- Given problem
Update the rows below by changing every "evaluation set" to "test set" and leaving all else untouched. Omit the pictures from your version.

Pointing dataset excerpts:
/---

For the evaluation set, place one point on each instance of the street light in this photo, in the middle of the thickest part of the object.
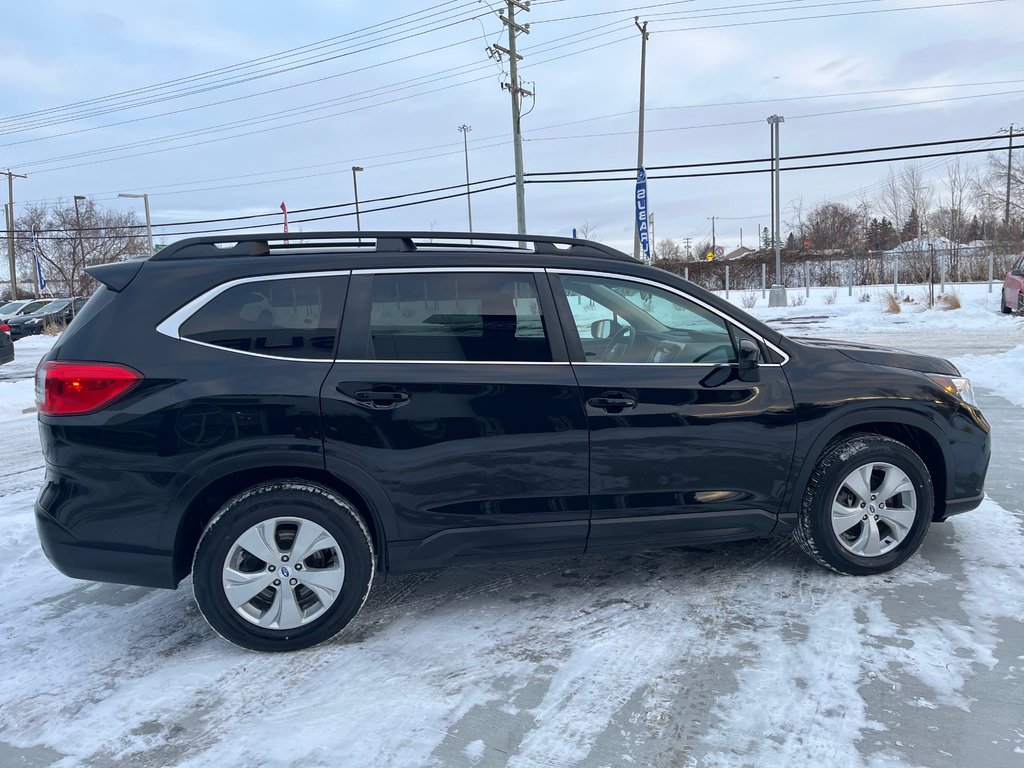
(355, 192)
(148, 223)
(465, 129)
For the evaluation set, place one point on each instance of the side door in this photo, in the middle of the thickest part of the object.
(454, 399)
(681, 449)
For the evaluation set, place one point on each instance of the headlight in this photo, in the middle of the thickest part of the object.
(955, 385)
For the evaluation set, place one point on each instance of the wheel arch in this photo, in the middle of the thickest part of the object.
(201, 499)
(914, 430)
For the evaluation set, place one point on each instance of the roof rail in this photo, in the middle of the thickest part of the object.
(260, 244)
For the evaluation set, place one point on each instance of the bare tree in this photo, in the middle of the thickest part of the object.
(67, 242)
(951, 219)
(669, 249)
(891, 202)
(916, 192)
(588, 230)
(833, 226)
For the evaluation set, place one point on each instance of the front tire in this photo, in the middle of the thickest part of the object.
(283, 565)
(866, 507)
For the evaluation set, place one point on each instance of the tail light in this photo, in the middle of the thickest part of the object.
(65, 388)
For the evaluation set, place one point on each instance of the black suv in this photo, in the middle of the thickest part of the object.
(284, 418)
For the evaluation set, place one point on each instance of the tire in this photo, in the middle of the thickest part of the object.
(845, 525)
(249, 585)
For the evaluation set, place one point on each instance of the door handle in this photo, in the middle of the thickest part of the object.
(613, 402)
(378, 398)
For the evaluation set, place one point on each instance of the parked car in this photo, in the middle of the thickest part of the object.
(16, 308)
(58, 312)
(1013, 288)
(410, 400)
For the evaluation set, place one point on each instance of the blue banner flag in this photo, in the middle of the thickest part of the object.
(641, 198)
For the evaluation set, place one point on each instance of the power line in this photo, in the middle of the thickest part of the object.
(574, 174)
(287, 125)
(372, 30)
(826, 15)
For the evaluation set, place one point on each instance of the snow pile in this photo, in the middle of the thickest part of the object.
(1001, 373)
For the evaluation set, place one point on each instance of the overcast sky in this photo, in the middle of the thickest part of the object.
(385, 86)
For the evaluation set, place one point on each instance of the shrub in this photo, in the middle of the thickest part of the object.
(891, 303)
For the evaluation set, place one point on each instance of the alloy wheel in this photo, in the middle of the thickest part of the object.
(873, 509)
(283, 572)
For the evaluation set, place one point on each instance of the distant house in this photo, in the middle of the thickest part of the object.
(738, 253)
(925, 245)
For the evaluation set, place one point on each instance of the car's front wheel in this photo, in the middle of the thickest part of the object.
(866, 507)
(283, 565)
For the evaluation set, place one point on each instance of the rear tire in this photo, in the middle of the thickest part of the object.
(283, 565)
(866, 507)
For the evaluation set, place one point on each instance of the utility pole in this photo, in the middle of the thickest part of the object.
(643, 79)
(355, 194)
(10, 227)
(78, 223)
(517, 92)
(465, 129)
(1010, 166)
(777, 296)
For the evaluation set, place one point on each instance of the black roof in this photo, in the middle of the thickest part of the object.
(260, 244)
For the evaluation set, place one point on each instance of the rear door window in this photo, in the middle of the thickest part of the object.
(294, 317)
(458, 316)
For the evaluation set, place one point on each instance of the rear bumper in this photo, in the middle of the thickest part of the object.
(97, 563)
(960, 506)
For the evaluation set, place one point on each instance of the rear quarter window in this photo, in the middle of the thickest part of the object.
(294, 317)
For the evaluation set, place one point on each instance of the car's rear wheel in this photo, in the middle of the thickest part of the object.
(866, 507)
(283, 565)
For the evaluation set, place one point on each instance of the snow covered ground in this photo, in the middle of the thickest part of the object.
(744, 654)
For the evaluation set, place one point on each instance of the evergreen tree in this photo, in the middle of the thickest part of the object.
(911, 227)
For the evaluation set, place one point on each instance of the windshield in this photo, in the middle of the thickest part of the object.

\---

- The reply
For the test set, place one point on each instance of the street light in this photo, in the middle of the thickest part of the object.
(355, 192)
(148, 223)
(465, 129)
For the test set, place one point on each instance of the side door in this photo, in the middle of the thickest part of the object.
(454, 399)
(681, 449)
For the test set, place one point on each instance of the headlight in this photo, in the middle of the thickest part of the object.
(955, 385)
For the test set, place one point on each instance of the wheel arch in this photo, in the middle of the thickest part of the object.
(201, 499)
(914, 430)
For the test set, place one point on each instance of the roof rail in this photo, in the middle of the thickest part of the object.
(260, 244)
For the test set, place one point on each instance of the bare tree in this photo, in the middle of the thickest part of the object.
(67, 242)
(951, 219)
(669, 249)
(891, 202)
(916, 192)
(588, 230)
(833, 226)
For the test set, place one point on each instance of the front tire in this photo, in the middle of the thickest part of the object.
(283, 565)
(866, 507)
For the test set, place one point on each instance of the tail light in this photo, in the middle of the thickest part of the object.
(65, 388)
For the test set, place one point on each instance of the black suv in this photo, in the middle of the thickest part of the object.
(284, 418)
For the test set, place one point on each instance of the tire in this photo, in the middle of the thickest part of the object.
(845, 525)
(249, 585)
For the test set, place one point on each instance of the door handle in this photo, in the middle of the thickest part of the object.
(613, 402)
(378, 398)
For the test set, place one point on each instance of the parked car in this photo, in the middle of the thickest part of the object.
(16, 308)
(58, 312)
(1013, 288)
(410, 400)
For the test set, place one point on each instance of the blue banner flag in this photo, in the middle of the thickest part of the object.
(641, 198)
For the test set, place one point on each instance of the power line in this photo, in the middle of the thickest part of the object.
(574, 174)
(287, 125)
(372, 30)
(826, 15)
For the test set, place one point on each instance of the snow pile in this photo, in the middle of the thickest part of the object.
(1001, 373)
For the test set, place one point on each instance of the overcast sky in this photo, in the middle of the thickest part of the object.
(385, 86)
For the test set, place one point on each instance of the shrub in this photo, in the middle of the thickest part of the object.
(891, 303)
For the test set, place one point on each instance of the alloy wheel in this photo, in the middle of the thickest part of the object.
(873, 509)
(283, 572)
For the test set, place one point on each instance of the distant house in this photo, in the middle of the thickest part of the object.
(738, 253)
(925, 245)
For the test set, place one point on each instance of the car's front wheel in this photo, in the middle of the thickest part of the object.
(866, 507)
(283, 565)
For the test set, place one point on each instance of the rear tire in this photo, in the middle of the thickest part of the object.
(283, 565)
(866, 507)
For the test set, place one point on each instance of the utility pole in this photo, in the middle of the thickest part of the object.
(643, 79)
(355, 194)
(10, 227)
(78, 223)
(517, 92)
(465, 129)
(1010, 166)
(777, 296)
For the test set, place one point on each instance of the black roof in this photo, in the middle of the thickest part of the object.
(260, 244)
For the test set, place one point on each instance of the rear door window in this photo, in the middle of the thickest part of the object.
(294, 317)
(458, 316)
For the test set, place one point on each instance of the rear bumper in this photo, in the middle of the thickest part of the object.
(97, 563)
(960, 506)
For the test set, place one point on each instance of the rear quarter window in this photo, in the middle of the thickest part of the object.
(294, 317)
For the test set, place one point on each instance of the car's rear wheel in this photo, in the middle of the thickest part of the object.
(866, 507)
(283, 565)
For the test set, place one point on each instance of the snow covered ground in this photo, in the middle of the thickest part of the object.
(744, 654)
For the test set, place one point on each instance of the evergreen tree in this photo, in the middle of the thickest part of the object.
(911, 227)
For the test set, place one point on each instance of the windshield in this photo, in the middle of the thickest part of the object.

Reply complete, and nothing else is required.